Short problem:
Rewrite the entries below, putting "wolf" wherever "fox" appears and leaving everything else unchanged.

Data entries:

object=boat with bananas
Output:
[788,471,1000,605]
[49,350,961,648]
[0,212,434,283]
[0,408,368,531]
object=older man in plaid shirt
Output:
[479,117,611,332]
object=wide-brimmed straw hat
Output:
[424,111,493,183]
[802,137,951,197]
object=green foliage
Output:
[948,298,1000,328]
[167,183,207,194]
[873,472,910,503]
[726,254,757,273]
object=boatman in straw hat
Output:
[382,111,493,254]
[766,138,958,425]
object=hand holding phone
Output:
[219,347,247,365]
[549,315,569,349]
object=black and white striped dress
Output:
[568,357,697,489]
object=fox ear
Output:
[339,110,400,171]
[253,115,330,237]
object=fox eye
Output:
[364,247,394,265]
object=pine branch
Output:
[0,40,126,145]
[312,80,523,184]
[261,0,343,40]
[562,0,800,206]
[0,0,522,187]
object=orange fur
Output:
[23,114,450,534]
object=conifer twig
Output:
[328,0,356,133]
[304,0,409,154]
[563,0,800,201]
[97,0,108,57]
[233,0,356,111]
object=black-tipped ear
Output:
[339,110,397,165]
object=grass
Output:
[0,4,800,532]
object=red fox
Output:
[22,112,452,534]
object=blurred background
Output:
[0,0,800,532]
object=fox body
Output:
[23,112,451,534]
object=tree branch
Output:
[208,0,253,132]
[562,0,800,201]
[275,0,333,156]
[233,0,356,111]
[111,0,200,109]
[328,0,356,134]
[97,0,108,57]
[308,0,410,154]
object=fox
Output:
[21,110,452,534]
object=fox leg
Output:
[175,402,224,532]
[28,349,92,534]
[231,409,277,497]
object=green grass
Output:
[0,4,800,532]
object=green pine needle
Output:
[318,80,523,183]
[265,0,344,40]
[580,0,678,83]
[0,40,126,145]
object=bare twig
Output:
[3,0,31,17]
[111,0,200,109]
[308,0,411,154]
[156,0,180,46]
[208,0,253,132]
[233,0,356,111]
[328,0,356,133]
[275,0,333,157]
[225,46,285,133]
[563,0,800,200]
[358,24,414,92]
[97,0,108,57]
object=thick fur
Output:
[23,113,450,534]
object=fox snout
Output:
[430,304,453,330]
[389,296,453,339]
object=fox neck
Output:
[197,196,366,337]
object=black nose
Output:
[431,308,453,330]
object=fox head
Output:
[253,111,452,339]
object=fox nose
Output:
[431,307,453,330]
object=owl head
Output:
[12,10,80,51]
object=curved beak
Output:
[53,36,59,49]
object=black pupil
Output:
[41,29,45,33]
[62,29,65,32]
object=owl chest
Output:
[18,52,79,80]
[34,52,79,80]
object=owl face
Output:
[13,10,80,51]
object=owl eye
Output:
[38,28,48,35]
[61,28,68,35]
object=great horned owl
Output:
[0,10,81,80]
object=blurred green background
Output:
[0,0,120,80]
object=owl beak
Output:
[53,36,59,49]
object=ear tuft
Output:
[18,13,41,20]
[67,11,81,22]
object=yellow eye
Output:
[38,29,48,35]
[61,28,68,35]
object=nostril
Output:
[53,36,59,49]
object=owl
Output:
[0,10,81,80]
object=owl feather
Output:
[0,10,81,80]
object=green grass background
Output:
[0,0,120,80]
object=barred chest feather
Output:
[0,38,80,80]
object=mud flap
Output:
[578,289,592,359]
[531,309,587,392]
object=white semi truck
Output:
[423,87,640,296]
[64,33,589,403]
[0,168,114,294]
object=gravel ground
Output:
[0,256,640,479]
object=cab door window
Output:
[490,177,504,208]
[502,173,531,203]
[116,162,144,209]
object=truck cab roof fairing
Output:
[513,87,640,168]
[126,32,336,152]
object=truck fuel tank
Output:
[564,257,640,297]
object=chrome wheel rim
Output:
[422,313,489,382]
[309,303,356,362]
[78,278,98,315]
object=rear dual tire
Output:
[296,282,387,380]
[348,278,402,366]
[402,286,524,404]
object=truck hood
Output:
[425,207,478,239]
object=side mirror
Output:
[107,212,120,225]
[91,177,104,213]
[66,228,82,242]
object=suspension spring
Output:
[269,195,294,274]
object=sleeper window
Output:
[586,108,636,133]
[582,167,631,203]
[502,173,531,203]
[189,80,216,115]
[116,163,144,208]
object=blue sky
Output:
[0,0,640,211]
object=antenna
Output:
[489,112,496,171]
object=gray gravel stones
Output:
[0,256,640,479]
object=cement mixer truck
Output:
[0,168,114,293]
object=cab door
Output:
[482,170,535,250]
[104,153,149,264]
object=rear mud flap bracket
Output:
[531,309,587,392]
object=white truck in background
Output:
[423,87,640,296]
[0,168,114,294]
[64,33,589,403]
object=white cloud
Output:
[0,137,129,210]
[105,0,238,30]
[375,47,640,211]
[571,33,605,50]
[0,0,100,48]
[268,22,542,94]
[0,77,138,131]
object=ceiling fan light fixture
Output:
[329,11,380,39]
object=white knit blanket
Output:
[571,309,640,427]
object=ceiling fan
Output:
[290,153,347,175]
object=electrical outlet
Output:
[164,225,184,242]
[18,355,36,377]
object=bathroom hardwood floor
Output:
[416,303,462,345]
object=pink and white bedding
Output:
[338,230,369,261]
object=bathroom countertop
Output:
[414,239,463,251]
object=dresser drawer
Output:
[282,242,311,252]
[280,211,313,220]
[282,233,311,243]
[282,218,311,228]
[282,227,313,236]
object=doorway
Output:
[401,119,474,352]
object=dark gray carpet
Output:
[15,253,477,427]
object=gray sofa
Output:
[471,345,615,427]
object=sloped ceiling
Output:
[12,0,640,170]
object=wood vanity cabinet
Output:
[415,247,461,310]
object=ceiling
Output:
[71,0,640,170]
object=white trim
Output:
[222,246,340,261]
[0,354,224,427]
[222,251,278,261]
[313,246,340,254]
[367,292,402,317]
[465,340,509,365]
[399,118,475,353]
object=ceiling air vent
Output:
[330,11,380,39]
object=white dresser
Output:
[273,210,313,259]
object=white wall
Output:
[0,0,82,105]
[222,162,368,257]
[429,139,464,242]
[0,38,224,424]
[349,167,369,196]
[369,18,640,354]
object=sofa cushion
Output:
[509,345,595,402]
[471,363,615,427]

Answer to this exercise:
object=boat with bananas
Output:
[788,471,1000,605]
[49,350,961,648]
[0,212,434,283]
[0,408,368,531]
object=older man in plaid shirt
Output:
[479,117,611,332]
object=wide-brimmed straw hat
Output:
[424,111,493,183]
[802,137,951,197]
object=green foliage
Output:
[948,298,1000,328]
[167,183,207,194]
[873,472,910,503]
[726,254,757,273]
object=boatman in straw hat
Output:
[382,111,493,254]
[766,138,958,425]
object=hand holding phone
Output:
[219,347,247,365]
[549,315,569,349]
object=black and white striped dress
Output:
[568,357,697,489]
object=wolf ear
Output:
[339,110,400,171]
[253,115,330,237]
object=wolf eye
Output:
[364,247,394,265]
object=pine branch
Output:
[0,40,126,145]
[312,80,523,184]
[261,0,343,40]
[562,0,800,206]
[0,0,522,187]
object=orange fur
Output:
[23,114,450,534]
object=conifer twig
Output:
[328,0,356,133]
[304,0,409,154]
[563,0,800,201]
[97,0,108,57]
[233,0,356,111]
object=black-tipped ear
Output:
[339,110,397,165]
object=grass
Output:
[0,4,800,532]
object=red wolf
Output:
[22,112,452,534]
object=blurred background
Output:
[0,0,800,532]
object=wolf body
Output:
[23,112,451,534]
object=tree branch
Output:
[208,0,253,132]
[562,0,800,201]
[275,0,333,156]
[233,0,356,111]
[111,0,200,109]
[328,0,356,134]
[97,0,108,57]
[308,0,410,154]
object=wolf
Output:
[21,110,452,534]
object=wolf leg
Output:
[175,402,224,532]
[28,349,92,534]
[231,409,277,497]
object=green grass
Output:
[0,4,800,532]
object=green pine needle
Output:
[318,80,523,183]
[265,0,344,40]
[580,0,678,83]
[0,40,126,145]
object=bare twig
Output:
[3,0,31,17]
[111,0,200,109]
[308,0,411,154]
[156,0,180,46]
[208,0,253,132]
[233,0,356,111]
[328,0,356,133]
[275,0,333,157]
[225,46,285,133]
[563,0,800,200]
[358,24,414,92]
[97,0,108,57]
object=thick fur
Output:
[23,113,450,534]
object=wolf snout
Output:
[430,304,453,330]
[389,296,453,339]
object=wolf neck
Output:
[197,196,366,337]
object=black nose
Output:
[431,308,453,330]
object=wolf head
Output:
[253,111,452,339]
object=wolf nose
Output:
[431,307,453,330]
object=owl head
Output:
[12,10,80,51]
object=curved beak
Output:
[53,36,59,49]
object=black pupil
Output:
[41,29,45,33]
[62,29,65,32]
object=owl chest
Output:
[18,52,79,80]
[34,52,79,80]
object=owl face
Output:
[13,10,80,51]
object=owl eye
Output:
[38,28,48,35]
[61,28,68,35]
object=great horned owl
Output:
[0,10,81,80]
object=blurred green background
Output:
[0,0,120,80]
object=owl beak
Output:
[53,36,59,49]
object=ear tuft
Output:
[18,13,41,20]
[67,11,81,22]
object=yellow eye
Output:
[38,29,48,35]
[61,28,68,35]
object=nostril
Output:
[53,36,59,49]
object=owl
Output:
[0,10,81,80]
object=owl feather
Output:
[0,10,81,80]
object=green grass background
Output:
[0,0,120,80]
object=barred chest feather
Output:
[0,38,80,80]
object=mud flap
Output:
[578,289,592,359]
[531,309,587,392]
object=white semi truck
Output:
[423,87,640,296]
[64,33,589,403]
[0,168,114,294]
object=gravel ground
Output:
[0,256,640,479]
object=cab door window
Output:
[490,177,504,208]
[502,173,531,203]
[116,162,144,209]
object=truck cab roof fairing
Output:
[513,87,640,168]
[126,32,336,152]
object=truck fuel tank
Output:
[564,257,640,297]
object=chrome wheel rim
Output:
[422,313,489,382]
[309,303,356,362]
[78,278,98,315]
object=rear dual tire
Output:
[296,282,387,380]
[348,278,402,366]
[402,286,524,404]
object=truck hood
Output:
[425,207,478,239]
object=side mirror
Output:
[107,212,120,225]
[91,177,104,213]
[66,228,82,242]
object=suspension spring
Output:
[269,195,294,274]
object=sleeper window
Output:
[586,108,636,133]
[582,167,631,203]
[502,173,531,203]
[189,80,216,115]
[116,163,144,208]
object=blue sky
Output:
[0,0,640,211]
object=antenna
Output:
[489,112,496,171]
object=gray gravel stones
Output:
[0,256,640,479]
object=cement mixer truck
Output:
[0,168,114,293]
object=cab door
Output:
[482,170,535,250]
[104,153,149,264]
object=rear mud flap bracket
Output:
[531,309,587,392]
object=white truck in background
Output:
[423,87,640,296]
[0,168,114,294]
[64,33,589,403]
object=white cloud
Output:
[0,137,129,210]
[105,0,238,30]
[375,47,640,211]
[571,33,605,50]
[0,0,100,48]
[268,22,542,94]
[0,77,138,131]
object=ceiling fan light fixture
Output:
[329,11,380,39]
object=white knit blanket
Output:
[571,309,640,427]
object=ceiling fan
Output:
[290,153,347,175]
object=electrical outlet
Output:
[164,225,184,242]
[18,355,36,377]
object=bathroom hardwood floor
Output:
[416,303,462,345]
object=pink and white bedding
Output:
[338,230,369,261]
object=bathroom countertop
Output:
[414,239,463,251]
object=dresser drawer
Output:
[282,242,311,252]
[280,211,313,220]
[282,233,311,243]
[282,218,311,228]
[282,227,313,236]
object=doorway
Output:
[401,119,474,352]
object=dark gray carpet
Output:
[15,253,477,427]
object=gray sofa
Output:
[471,345,615,427]
object=sloped ceiling
Output:
[12,0,640,170]
object=wood vanity cabinet
Output:
[415,247,461,310]
object=ceiling
Output:
[71,0,640,170]
object=white trim
Output:
[222,246,340,261]
[0,354,224,427]
[222,251,278,261]
[313,246,340,254]
[367,292,402,317]
[465,340,509,365]
[399,118,475,353]
object=ceiling air vent
Output:
[330,11,380,39]
object=white dresser
Output:
[273,210,313,259]
object=white wall
Output:
[0,0,82,105]
[222,162,368,257]
[429,139,464,242]
[0,38,224,424]
[349,167,369,196]
[369,18,640,354]
object=sofa cushion
Output:
[509,345,595,402]
[471,363,615,427]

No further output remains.